Activity: Return all lines from the entries below in which the word "railing" is present.

Extracted entries:
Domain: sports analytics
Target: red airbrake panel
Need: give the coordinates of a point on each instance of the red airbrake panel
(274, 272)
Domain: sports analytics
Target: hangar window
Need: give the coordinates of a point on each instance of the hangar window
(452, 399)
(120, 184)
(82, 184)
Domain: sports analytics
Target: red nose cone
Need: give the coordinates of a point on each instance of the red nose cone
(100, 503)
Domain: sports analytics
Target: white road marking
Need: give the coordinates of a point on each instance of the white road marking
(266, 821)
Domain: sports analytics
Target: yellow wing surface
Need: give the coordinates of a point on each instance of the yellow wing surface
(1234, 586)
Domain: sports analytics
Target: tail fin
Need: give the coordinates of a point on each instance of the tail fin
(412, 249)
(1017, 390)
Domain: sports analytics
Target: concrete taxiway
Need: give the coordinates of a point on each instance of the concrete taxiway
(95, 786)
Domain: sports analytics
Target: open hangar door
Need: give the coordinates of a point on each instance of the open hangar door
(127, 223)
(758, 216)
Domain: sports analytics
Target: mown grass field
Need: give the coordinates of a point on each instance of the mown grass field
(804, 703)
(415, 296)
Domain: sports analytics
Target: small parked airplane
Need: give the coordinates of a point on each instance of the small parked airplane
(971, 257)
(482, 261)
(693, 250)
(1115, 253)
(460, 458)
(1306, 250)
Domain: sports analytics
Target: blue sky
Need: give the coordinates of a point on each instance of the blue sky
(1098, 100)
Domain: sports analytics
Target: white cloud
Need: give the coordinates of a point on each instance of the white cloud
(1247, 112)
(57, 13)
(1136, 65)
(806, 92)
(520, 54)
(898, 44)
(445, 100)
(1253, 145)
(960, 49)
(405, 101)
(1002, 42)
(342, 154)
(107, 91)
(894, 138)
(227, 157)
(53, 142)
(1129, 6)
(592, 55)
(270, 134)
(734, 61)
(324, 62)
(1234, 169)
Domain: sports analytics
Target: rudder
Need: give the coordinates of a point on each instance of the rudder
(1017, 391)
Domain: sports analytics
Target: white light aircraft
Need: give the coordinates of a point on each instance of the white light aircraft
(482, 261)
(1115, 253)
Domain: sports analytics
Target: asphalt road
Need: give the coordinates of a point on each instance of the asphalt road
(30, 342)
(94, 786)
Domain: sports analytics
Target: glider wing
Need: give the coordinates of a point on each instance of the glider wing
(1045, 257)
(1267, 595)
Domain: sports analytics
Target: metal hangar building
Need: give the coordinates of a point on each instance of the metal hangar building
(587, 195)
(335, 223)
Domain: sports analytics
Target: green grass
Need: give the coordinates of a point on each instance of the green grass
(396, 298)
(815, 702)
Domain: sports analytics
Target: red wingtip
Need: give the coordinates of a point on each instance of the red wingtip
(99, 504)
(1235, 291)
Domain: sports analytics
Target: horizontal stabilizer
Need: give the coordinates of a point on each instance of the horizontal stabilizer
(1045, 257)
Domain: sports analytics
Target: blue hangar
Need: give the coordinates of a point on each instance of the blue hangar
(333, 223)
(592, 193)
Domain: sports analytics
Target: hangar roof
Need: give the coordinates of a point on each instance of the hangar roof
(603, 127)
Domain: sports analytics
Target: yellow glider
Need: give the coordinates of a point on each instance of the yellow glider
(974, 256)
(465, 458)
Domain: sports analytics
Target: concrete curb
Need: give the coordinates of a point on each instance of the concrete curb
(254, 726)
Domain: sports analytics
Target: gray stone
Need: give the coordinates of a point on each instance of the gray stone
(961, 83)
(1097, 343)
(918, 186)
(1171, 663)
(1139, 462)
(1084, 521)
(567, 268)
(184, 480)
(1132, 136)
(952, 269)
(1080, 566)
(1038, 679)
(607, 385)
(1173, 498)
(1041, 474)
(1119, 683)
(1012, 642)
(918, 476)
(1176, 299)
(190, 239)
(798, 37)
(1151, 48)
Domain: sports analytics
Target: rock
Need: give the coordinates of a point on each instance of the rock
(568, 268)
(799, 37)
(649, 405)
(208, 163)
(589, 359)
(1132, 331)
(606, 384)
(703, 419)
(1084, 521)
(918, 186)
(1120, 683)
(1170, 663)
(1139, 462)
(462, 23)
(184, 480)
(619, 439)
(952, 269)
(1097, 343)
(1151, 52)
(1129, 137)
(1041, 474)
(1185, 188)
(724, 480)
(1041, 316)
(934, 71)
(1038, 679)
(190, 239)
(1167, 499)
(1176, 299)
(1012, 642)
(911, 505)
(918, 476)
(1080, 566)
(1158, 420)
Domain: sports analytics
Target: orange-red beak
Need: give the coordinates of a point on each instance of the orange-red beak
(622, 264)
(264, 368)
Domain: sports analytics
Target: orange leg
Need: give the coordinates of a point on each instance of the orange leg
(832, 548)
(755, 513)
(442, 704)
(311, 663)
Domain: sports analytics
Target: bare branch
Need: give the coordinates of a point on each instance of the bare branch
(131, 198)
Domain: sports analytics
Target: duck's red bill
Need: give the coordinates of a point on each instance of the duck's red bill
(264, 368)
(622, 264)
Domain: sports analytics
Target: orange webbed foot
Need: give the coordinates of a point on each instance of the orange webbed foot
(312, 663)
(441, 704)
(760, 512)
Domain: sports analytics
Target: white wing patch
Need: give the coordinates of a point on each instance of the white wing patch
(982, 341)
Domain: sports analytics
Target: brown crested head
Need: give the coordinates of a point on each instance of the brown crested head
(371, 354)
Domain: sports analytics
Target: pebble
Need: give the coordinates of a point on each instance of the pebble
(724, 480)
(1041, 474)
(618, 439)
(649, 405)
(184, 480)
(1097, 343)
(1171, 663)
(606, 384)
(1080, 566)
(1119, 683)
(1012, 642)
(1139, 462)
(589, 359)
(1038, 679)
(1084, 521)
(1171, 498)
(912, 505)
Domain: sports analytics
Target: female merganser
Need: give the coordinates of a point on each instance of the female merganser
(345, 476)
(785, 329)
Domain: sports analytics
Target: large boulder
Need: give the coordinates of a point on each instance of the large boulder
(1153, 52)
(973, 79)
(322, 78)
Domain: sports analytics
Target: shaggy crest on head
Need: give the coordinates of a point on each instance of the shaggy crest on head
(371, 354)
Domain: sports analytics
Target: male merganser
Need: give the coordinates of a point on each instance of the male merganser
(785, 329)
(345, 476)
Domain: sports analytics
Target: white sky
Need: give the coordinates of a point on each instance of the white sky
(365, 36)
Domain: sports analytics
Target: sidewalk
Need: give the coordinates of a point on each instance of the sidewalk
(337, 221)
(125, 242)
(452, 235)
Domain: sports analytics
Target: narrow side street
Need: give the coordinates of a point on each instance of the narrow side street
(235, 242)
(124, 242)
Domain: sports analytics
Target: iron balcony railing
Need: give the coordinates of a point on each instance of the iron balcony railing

Task response:
Target: iron balcony railing
Need: give the coordinates of a point on each instance of the iron balcony railing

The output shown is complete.